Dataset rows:
━━━━━━━━━━━━━━━━━━━━━━━━━━━━━━

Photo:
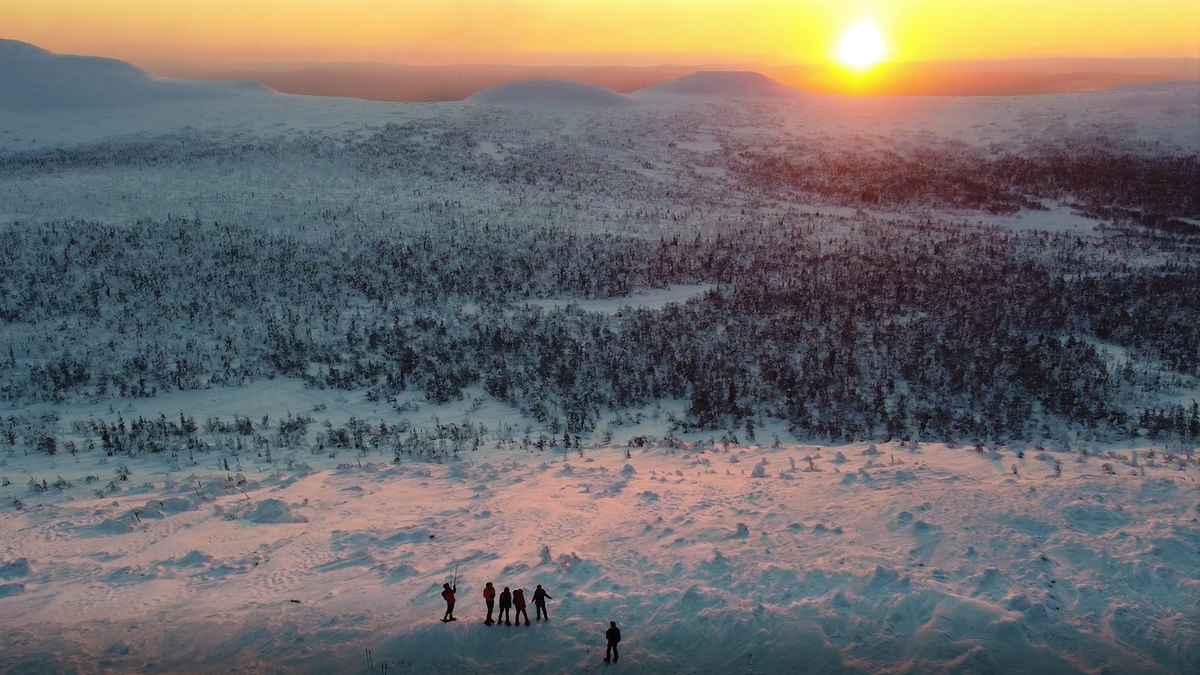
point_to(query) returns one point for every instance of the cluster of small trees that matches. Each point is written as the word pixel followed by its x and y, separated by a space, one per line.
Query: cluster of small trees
pixel 886 330
pixel 1116 184
pixel 843 327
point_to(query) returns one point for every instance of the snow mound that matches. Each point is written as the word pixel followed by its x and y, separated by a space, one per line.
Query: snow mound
pixel 274 512
pixel 549 94
pixel 730 84
pixel 15 569
pixel 112 526
pixel 193 559
pixel 35 81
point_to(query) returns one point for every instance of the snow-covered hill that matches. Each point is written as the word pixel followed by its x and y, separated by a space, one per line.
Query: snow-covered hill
pixel 724 84
pixel 271 365
pixel 36 81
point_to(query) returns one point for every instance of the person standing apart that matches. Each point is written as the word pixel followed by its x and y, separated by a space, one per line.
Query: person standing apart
pixel 613 635
pixel 539 602
pixel 505 607
pixel 490 599
pixel 519 604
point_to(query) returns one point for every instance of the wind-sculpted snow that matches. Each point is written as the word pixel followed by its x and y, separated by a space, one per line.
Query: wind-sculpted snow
pixel 276 368
pixel 705 568
pixel 549 94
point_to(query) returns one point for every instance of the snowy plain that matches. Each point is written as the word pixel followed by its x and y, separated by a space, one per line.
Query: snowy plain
pixel 249 551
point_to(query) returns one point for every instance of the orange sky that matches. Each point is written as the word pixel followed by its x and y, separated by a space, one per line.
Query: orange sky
pixel 599 31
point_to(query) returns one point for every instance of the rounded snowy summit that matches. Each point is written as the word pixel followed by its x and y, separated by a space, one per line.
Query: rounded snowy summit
pixel 731 84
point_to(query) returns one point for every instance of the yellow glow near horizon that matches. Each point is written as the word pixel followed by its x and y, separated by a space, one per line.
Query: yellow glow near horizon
pixel 862 46
pixel 598 31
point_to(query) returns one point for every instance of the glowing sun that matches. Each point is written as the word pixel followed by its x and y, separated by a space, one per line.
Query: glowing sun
pixel 862 46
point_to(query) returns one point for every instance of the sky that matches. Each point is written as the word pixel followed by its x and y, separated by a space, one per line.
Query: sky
pixel 599 31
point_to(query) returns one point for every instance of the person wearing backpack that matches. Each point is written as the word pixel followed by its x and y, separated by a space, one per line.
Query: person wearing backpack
pixel 613 637
pixel 539 602
pixel 520 607
pixel 490 599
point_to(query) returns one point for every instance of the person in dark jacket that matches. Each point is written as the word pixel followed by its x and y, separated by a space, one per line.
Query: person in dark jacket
pixel 539 602
pixel 448 592
pixel 519 604
pixel 613 635
pixel 505 607
pixel 490 599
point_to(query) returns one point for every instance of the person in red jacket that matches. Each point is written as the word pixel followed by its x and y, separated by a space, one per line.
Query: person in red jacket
pixel 613 637
pixel 539 602
pixel 448 592
pixel 519 604
pixel 490 598
pixel 505 605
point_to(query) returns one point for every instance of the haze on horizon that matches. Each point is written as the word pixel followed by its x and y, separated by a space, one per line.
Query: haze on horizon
pixel 599 31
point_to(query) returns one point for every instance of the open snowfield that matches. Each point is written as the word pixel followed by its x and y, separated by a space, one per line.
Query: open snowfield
pixel 273 368
pixel 712 557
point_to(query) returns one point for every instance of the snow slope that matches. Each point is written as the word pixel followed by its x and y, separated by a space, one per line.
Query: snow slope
pixel 712 557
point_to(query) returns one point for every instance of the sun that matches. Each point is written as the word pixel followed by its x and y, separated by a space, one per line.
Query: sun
pixel 862 46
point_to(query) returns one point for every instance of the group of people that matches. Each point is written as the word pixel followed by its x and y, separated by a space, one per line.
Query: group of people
pixel 515 599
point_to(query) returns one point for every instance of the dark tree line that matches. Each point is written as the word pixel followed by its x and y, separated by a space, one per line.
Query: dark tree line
pixel 845 329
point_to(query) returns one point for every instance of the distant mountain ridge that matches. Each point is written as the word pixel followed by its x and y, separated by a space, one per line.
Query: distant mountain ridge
pixel 34 79
pixel 733 84
pixel 549 93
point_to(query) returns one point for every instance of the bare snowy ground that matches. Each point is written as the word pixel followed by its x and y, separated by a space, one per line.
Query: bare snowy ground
pixel 711 559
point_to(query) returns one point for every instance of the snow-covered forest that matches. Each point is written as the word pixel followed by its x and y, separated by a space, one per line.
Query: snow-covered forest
pixel 783 384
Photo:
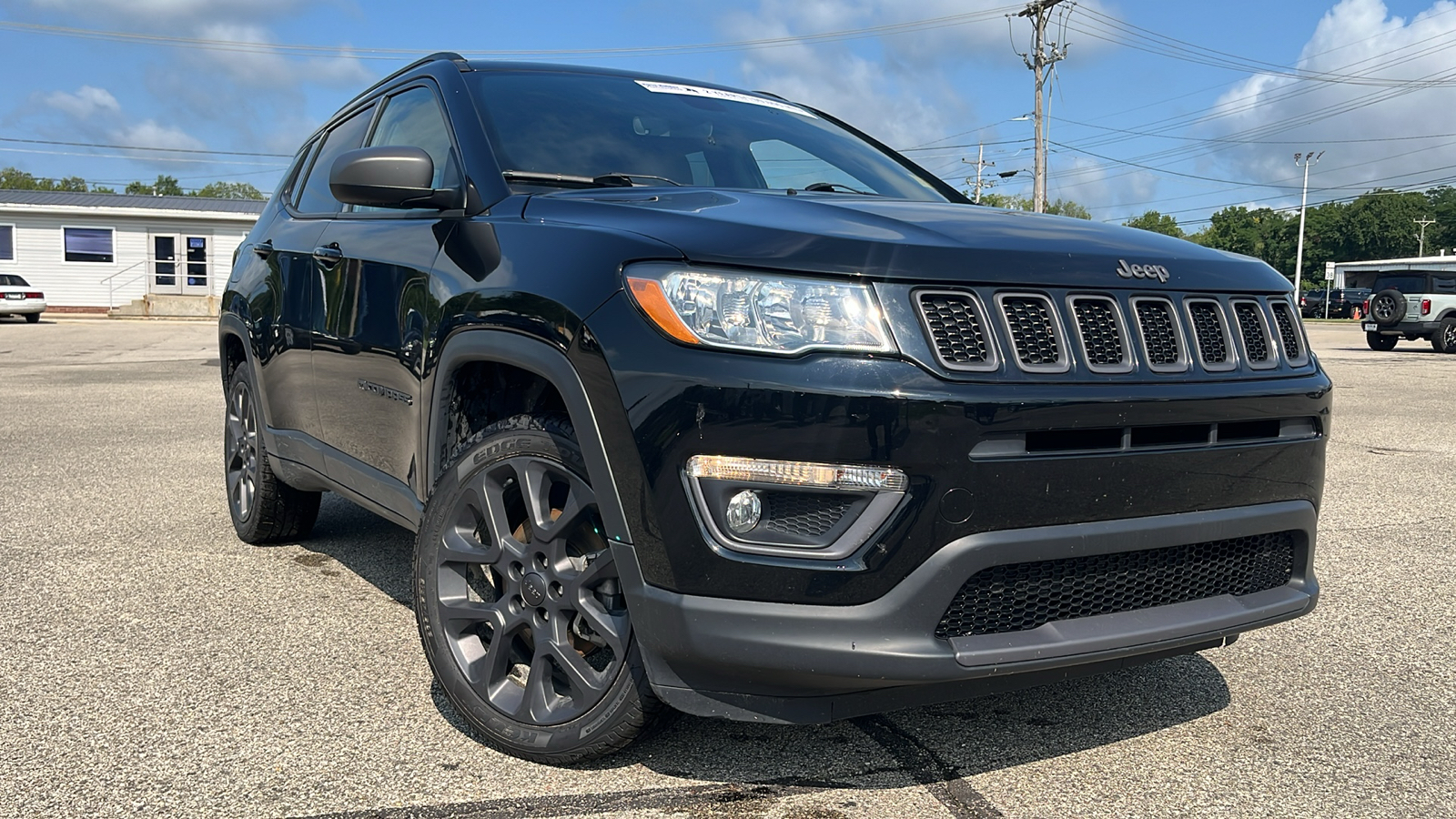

━━━━━━━━━━━━━━━━━━━━━━━━━━━━━━

--- What to produce ---
Could you swap "one per line" for "each on its own line" throughout the material, leave everything else unchanged, and leave the pictures out of your answer?

--- Exercise solution ---
Photo:
point_to(query) returns one point for every instance of the cluster of small trees that matches. Each point is written as the word pixel followed by its x and y, separated by a space, each on its own line.
Query: cluster of small trees
pixel 886 330
pixel 1116 184
pixel 843 327
point_to(query) returns one point for every instance of the snow mound that matches. Each point is written as the word pixel followed by its x and y, separated by a space, each on its own line.
Query: snow mound
pixel 274 512
pixel 549 94
pixel 730 84
pixel 15 569
pixel 112 526
pixel 193 559
pixel 35 81
point_to(query) returns one point for every instance of the snow-covered hill that matches. Each point is written as the word pixel followed by its x and y, separated by a space, each on its own line.
Query: snow-covered hill
pixel 724 84
pixel 271 365
pixel 36 81
point_to(query) returns one point for every instance of the person standing apart that matches. Each point is written as the word pixel followed by its x and y, separated by a space, each on its own line.
Query: person standing apart
pixel 613 635
pixel 539 602
pixel 505 607
pixel 490 599
pixel 519 604
point_to(query) returns one point for every instance of the wind-sculpted snow that matches. Each point is written as the word pixel followed by its x and y, separated by a space, each on its own line.
Query: wind-sculpted snow
pixel 276 368
pixel 705 568
pixel 549 94
point_to(query) returns one point for every instance of the snowy plain that matches. Each point is written as the word pixel followed by its x and y, separated by a space, each on its own line.
Query: snowy plain
pixel 249 551
point_to(query) returns one point for every instance of the orange sky that matches. Each point is written as the word pixel followed by its x and y, separated by a space, each on its own line.
Query: orange sky
pixel 599 31
point_to(query) returns one point for every instance of the rounded snowy summit that matches. Each point is written as the word pixel followed by its x and y, separated by a space, each on its own line.
Query: rounded snowy summit
pixel 731 84
point_to(query) returns one point for every instance of the yellow glow near horizon that matches. Each point is written as the word pixel followed by its x and y, separated by a space, each on its own line.
Query: yellow glow near horizon
pixel 862 46
pixel 598 31
point_to(query) returns one point for every instance of the glowing sun that matches. Each point is written as the word pixel followed by its x and y, separated by a space, each on its own line.
Query: glowing sun
pixel 862 46
point_to(query) returns one point for every instance of the sky that matches. Each point is written as the word pixel followed by its x and y, separated by a space, each on its own line.
Query: sky
pixel 599 31
point_to(query) returns one point for every instance of the person wearing backpack that matches. Each point is written as the word pixel followed by its x and y, separated by a space, each on its own line.
Query: person wearing backpack
pixel 613 637
pixel 539 602
pixel 520 607
pixel 490 599
point_to(query) returns one point for every instance of the person in dark jacket that matches. Each point is written as the word pixel followed by its x and y, separated by a space, each on its own line.
Query: person in dark jacket
pixel 539 602
pixel 448 592
pixel 519 604
pixel 613 635
pixel 505 607
pixel 490 599
point_to(query) returns one point for every instance of the person in red jacket that matches. Each point is written as the word pixel followed by its x and y, separated by a space, each on its own line.
Query: person in red jacket
pixel 613 637
pixel 539 602
pixel 448 592
pixel 519 604
pixel 490 598
pixel 505 605
point_to(query) returns one point for every instance of the haze on horizon that matches. Each point is written as the word pixel followed by its x and y, separated by a space, each on its own line.
Query: haze on horizon
pixel 599 31
point_to(query) returns one point for every instance of the open snowfield that matches. Each point is written as the word pixel followed by its x and y, separated by a space, each on its own line.
Query: open snowfield
pixel 273 368
pixel 712 557
point_to(query) returns one point for every instance of the snow slope that matches. Each point is written as the word pixel followed by its x and y, separated by a space, each on its own line.
Query: snow slope
pixel 712 557
point_to(query) returns one point for every instance of the sun that matches. Each point is written as the word pixel followed by its x and y, separated by a space, each on its own line.
Query: sun
pixel 862 46
point_to(query) returns one point for every instance of the group of people that matches. Each point is written as the word pixel followed by its x and y, separated by a space, each on its own line.
Query: group of people
pixel 515 599
point_to(query) returns one point for every instance of the dark tree line that matches. Each point is written as the word pixel followed by its x and y, separated by a space, each on its own line.
Query: dark tree line
pixel 845 329
point_to(query) returns one point for every instance of the distant mountain ridge that matches. Each point is written as the word pixel followed by its x and y, separated by a space, each on its own line.
Query: distant mountain ridge
pixel 34 79
pixel 733 84
pixel 549 93
point_to(query) returns one point for every instance of the bare snowy ground that matches. Each point is written as the word pixel followed by its x and y, separated by a space, each on its own line.
Query: bare snowy ground
pixel 711 559
point_to(query) returns one point for every instance of the snow-covered forest that matches. Each point is written as the word pixel followed by its x and y, separated by a space, each on its own line.
Query: snow-covered forest
pixel 783 384
Photo:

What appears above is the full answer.